**SHORT EXERCISE**
In the records below, give everything from the line containing "of the paved" down to the line containing "x=111, y=271", both included, as a JSON list of strings with one string per line and blank lines left out.

◇ ◇ ◇ ◇ ◇ ◇ ◇

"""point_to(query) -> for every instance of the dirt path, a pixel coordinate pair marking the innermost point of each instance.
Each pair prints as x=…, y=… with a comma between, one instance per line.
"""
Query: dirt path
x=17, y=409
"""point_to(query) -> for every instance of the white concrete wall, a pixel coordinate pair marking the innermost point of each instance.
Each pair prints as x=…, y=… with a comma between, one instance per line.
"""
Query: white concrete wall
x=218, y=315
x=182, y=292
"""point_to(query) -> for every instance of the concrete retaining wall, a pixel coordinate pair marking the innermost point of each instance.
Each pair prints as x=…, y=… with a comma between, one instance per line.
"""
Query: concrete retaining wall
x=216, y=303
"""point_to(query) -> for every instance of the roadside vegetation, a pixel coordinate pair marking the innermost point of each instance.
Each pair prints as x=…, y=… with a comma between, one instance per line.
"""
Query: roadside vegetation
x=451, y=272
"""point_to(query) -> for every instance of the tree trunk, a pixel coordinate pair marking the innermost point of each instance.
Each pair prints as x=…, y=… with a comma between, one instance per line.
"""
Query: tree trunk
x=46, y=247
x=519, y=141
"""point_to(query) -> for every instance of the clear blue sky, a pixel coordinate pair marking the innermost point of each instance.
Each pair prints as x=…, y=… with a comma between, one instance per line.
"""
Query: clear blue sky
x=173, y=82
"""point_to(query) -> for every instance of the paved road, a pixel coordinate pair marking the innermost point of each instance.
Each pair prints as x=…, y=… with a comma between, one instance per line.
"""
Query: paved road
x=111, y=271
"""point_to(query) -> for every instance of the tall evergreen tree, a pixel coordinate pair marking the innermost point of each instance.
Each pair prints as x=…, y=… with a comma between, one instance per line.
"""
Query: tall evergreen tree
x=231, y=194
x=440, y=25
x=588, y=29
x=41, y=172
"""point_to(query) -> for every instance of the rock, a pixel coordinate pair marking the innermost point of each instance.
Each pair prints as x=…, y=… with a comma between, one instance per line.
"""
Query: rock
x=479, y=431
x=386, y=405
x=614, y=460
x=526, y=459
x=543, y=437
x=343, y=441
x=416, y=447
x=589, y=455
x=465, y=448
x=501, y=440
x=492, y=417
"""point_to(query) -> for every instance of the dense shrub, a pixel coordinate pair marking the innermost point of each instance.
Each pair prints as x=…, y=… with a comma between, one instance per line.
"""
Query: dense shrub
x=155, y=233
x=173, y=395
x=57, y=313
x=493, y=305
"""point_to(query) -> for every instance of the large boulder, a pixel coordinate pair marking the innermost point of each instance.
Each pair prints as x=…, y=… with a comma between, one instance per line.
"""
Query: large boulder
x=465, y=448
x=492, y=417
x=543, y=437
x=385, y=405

◇ ◇ ◇ ◇ ◇ ◇ ◇

**RESPONSE TO THE TASK**
[
  "\"\"\"point_to(query) -> for every instance of the paved road, a pixel coordinate pair marking the innermost point of each instance.",
  "Each pair prints as x=…, y=… with a comma between, one instance per line.",
  "\"\"\"",
  "Query: paved road",
  "x=111, y=271"
]